═════ PASSAGE PROVIDED ═════

Overall, Texas has vaccinated 3,373 out of every 100,000 residents, according to the CDC, which positions it near the middle of the pack compared to other states’ per capita vaccination rates.
While they waited for the state, some hospitals improvised, getting doses from neighboring clinics or pharmacies, Henderson explained.
“This is a massive project. We aren’t going to do it perfectly. But we should have done better than we have,” Henderson said of the state’s rollout effort.
“I think when the dust settles there’s going to be enough blame to go around,” he added.
While the Moderna vaccine, which was rolled out after Pfizer’s, was always going to be a better fit for rural communities, Texas’ rural hospitals hit snags in dealing with the state. Some hospitals ordered freezer equipment to store the Pfizer vaccine, but didn’t complete the paperwork correctly to prove they had it or were missing signatures on their forms. Others were overlooked for the Pfizer vaccine because of their small staffs.
“No rural hospital has a thousand employees,” Henderson said, referring to the approximate number of Pfizer doses included in each order.

═════ GIVEN ENTRIES ═════

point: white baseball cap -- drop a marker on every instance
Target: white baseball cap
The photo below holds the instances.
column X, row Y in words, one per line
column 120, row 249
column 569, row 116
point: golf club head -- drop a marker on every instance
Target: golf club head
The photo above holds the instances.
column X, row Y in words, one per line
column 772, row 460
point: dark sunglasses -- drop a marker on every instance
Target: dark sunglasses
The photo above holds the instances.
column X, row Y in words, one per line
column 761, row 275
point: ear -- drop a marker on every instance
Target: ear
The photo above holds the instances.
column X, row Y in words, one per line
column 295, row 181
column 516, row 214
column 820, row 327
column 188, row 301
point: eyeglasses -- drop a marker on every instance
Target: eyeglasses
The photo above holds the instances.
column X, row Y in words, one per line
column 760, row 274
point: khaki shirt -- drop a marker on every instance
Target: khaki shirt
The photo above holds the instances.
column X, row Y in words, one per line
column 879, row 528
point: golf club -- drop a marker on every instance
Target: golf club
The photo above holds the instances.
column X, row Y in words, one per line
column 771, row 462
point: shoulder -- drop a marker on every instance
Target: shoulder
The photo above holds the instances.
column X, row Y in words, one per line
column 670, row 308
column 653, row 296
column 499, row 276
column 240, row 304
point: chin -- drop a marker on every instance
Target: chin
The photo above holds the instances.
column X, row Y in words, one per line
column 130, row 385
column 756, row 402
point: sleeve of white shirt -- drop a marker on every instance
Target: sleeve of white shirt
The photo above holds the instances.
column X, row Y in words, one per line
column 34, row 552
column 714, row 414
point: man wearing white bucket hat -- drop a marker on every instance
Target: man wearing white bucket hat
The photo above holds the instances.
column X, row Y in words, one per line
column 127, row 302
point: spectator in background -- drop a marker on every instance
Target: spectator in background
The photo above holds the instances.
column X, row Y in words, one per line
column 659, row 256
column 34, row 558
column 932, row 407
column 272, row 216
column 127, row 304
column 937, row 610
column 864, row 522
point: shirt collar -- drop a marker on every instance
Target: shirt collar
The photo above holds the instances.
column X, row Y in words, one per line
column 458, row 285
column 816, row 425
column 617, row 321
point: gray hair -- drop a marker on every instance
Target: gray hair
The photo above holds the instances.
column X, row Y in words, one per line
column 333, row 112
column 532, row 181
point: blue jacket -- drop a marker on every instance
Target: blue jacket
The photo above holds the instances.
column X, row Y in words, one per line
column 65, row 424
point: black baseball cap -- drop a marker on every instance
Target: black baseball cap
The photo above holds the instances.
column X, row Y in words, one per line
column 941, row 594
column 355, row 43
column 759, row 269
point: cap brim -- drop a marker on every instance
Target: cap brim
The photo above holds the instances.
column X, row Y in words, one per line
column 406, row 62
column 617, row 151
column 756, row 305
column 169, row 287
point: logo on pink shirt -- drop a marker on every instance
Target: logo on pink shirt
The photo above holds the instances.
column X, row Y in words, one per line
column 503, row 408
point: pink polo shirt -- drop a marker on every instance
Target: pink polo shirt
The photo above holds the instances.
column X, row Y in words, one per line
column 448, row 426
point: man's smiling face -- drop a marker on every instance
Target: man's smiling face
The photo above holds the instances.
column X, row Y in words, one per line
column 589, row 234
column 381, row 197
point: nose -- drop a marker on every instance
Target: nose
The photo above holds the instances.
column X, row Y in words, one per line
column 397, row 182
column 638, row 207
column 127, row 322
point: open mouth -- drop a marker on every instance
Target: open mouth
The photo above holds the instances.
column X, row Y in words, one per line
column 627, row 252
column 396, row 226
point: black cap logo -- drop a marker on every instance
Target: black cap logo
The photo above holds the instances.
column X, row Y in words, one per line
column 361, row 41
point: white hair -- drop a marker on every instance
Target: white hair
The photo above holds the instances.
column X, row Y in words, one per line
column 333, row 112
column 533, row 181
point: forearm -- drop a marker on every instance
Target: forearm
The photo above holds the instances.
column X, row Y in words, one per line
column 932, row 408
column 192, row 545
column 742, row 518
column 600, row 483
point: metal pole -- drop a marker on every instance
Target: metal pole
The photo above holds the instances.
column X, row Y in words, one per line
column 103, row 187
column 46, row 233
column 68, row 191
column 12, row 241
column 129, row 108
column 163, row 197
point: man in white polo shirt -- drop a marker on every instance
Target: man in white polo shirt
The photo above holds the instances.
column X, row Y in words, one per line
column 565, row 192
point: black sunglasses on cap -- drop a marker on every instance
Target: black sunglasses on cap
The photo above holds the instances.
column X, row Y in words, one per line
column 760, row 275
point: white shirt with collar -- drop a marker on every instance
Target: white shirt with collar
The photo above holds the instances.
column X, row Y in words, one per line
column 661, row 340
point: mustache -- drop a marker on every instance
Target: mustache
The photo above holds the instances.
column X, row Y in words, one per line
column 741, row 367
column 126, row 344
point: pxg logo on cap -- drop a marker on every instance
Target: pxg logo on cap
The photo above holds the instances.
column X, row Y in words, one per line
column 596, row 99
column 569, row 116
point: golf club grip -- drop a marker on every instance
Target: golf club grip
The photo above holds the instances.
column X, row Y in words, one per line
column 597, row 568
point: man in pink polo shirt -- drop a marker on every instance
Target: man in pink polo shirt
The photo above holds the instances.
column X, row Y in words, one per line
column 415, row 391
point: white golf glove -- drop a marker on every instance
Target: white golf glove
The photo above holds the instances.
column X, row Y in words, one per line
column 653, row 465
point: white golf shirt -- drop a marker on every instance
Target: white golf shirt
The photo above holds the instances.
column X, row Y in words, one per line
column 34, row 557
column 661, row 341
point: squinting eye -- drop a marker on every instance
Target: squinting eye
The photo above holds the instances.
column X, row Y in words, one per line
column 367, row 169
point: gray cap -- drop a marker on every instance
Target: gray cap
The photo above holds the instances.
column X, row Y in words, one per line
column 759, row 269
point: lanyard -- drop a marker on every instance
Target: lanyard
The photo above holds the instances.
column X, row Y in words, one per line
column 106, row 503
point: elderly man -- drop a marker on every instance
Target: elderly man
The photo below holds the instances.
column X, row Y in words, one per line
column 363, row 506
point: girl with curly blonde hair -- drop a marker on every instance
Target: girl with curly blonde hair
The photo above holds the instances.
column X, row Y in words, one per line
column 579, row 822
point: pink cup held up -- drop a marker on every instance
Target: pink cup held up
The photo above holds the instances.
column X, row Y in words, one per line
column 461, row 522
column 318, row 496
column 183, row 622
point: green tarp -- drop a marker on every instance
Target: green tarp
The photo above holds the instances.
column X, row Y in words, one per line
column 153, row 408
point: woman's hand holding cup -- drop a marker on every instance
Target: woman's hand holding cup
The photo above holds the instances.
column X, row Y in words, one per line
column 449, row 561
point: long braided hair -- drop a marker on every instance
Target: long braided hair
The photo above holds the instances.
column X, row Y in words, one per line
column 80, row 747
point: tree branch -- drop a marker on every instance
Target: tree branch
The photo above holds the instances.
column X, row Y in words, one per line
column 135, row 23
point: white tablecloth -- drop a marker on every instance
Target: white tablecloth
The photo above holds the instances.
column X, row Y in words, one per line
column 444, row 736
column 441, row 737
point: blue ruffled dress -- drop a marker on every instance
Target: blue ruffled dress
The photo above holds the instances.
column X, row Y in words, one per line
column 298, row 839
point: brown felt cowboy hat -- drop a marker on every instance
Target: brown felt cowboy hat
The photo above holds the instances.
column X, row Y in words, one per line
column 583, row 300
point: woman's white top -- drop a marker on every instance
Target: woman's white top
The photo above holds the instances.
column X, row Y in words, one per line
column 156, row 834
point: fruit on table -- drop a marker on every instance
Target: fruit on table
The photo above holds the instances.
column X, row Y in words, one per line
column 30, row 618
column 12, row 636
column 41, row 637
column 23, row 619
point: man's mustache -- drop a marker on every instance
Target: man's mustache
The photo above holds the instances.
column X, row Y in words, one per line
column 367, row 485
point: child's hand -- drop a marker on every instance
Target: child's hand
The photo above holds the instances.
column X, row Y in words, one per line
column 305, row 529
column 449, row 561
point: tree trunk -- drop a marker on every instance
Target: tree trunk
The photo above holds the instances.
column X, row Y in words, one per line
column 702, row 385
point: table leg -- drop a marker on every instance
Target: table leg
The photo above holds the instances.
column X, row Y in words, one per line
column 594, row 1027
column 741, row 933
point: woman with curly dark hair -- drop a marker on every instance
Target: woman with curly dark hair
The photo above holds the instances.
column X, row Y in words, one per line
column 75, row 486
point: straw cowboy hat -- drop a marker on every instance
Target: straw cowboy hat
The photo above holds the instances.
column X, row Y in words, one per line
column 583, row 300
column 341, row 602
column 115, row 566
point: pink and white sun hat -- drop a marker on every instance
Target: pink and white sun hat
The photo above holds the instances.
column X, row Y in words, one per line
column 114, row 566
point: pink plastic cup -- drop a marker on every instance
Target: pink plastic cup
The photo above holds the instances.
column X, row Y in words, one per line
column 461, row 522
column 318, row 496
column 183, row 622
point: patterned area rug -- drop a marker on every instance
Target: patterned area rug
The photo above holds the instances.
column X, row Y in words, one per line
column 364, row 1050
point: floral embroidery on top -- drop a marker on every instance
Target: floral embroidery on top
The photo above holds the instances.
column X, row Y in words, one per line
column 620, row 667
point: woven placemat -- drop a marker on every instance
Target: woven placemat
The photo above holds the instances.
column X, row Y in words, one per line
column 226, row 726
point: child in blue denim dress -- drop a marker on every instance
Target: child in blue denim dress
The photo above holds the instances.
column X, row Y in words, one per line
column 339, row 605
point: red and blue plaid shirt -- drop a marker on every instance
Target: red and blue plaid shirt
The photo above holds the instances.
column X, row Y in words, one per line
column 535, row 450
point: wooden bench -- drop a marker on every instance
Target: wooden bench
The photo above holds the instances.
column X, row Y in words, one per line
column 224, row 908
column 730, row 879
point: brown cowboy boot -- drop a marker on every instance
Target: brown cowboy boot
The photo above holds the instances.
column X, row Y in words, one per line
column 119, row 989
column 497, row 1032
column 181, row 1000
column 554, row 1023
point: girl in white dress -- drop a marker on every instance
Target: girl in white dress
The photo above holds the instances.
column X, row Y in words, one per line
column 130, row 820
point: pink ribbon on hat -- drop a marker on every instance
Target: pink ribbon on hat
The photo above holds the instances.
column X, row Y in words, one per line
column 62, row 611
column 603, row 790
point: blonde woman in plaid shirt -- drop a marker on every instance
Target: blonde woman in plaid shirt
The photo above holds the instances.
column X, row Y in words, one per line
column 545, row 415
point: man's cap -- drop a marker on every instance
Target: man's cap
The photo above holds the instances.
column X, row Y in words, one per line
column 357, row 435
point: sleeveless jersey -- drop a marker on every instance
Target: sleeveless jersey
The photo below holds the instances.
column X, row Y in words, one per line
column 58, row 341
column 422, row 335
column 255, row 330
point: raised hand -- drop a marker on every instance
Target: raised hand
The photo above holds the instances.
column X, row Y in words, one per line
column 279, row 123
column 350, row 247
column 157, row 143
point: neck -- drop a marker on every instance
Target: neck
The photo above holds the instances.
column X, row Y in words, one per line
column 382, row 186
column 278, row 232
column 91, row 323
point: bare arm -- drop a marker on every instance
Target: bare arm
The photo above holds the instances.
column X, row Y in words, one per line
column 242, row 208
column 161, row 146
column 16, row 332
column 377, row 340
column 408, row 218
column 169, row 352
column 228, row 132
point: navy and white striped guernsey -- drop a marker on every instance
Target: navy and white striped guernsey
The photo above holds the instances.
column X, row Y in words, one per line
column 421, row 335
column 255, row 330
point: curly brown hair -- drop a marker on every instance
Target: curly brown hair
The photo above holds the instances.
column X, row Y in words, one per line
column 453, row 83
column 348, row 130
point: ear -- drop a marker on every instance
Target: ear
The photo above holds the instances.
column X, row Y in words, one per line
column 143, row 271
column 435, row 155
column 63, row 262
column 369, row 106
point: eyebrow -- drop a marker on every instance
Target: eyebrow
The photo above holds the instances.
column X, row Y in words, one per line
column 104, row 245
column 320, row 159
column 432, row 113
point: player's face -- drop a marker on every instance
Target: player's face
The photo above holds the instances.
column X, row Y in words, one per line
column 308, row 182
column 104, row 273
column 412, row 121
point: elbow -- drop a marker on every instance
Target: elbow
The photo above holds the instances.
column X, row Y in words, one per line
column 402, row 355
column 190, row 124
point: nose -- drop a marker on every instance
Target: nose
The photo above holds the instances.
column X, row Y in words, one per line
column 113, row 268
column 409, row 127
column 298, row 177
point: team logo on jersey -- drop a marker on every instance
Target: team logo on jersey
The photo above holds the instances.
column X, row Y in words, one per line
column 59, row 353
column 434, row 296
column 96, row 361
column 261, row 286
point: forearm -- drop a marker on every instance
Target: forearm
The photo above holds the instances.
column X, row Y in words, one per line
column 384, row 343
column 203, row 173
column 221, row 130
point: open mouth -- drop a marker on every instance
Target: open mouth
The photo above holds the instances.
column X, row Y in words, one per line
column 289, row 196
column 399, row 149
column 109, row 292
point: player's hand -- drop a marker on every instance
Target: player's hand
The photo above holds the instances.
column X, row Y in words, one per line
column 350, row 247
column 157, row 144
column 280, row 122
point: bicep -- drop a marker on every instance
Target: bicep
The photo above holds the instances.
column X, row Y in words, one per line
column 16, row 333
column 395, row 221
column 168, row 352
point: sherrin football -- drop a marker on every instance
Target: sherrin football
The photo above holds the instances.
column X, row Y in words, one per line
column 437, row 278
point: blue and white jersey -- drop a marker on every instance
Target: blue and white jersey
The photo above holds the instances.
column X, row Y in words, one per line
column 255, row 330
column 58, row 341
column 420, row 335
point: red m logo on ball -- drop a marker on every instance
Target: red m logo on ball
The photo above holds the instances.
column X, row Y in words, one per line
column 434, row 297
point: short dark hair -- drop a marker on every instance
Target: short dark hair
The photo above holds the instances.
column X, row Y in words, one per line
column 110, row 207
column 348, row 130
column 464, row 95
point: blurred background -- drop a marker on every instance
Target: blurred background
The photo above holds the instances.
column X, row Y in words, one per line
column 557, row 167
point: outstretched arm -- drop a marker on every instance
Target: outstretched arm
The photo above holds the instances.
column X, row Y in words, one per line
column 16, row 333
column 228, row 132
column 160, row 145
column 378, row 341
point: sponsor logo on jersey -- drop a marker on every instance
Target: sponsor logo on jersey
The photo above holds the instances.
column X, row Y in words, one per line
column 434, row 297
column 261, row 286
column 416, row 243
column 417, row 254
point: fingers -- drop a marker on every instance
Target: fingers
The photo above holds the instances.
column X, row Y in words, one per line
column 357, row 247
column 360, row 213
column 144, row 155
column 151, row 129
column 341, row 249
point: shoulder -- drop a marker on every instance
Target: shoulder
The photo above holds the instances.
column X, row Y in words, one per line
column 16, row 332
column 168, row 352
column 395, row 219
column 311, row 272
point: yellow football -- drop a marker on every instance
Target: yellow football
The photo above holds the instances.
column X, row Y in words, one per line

═════

DIRECTIONS FOR THIS TASK: Continue the article about Texas's COVID-19 vaccine rollout to rural hospitals, picking up after its final sentence.

ANSWER SECTION:
Tommy Johnson is the CEO of Crockett Medical Center, a critical access hospital in Texas with about 40 employees who work with COVID-19 patients every day. Johnson and his staff are still waiting for the vaccine.
“We have to protect that work force,” he said of his front-line workers. “It we don’t, there’s no one to take care of the people who are sick.”
While a few staff members managed to get vaccinated because they work at more than one hospital, most haven’t. And while Crockett’s application for Moderna doses is approved, Johnson said he’s still waiting to hear when those doses will actually be delivered.
“Hopefully we’ll be in the next release,” he said.
The Pfizer vaccine was never a realistic option for Crockett, Texas, a town of 6,500, where the 25-bed hospital only recently reopened after being closed for more than a year.
“That freezer is very expensive,” Johnson said. For $10,000 or $12,000 I can buy a lot of vaccines and medication.”
Then there’s the question of whether staff want the vaccine in the first place. While a Kaiser Family Foundation poll conducted in December found that 35% of rural residents were hesitant to get the COVID-19 vaccine, Henderson thinks hesitancy among rural health care workers has diminished as more people see their coworkers getting vaccinated.
In Crockett, Johnson’s staff is divided.
“I’d say we’re a 50-50 split. Half are champing at the bit to get one and half are really reserved about getting one,” Johnson said.
“As soon as it’s available for me I’ll take it,” he added.
As hospitals waited on the state for doses, Gov. Greg Abbott was blaming hospitals for the sluggish rollout.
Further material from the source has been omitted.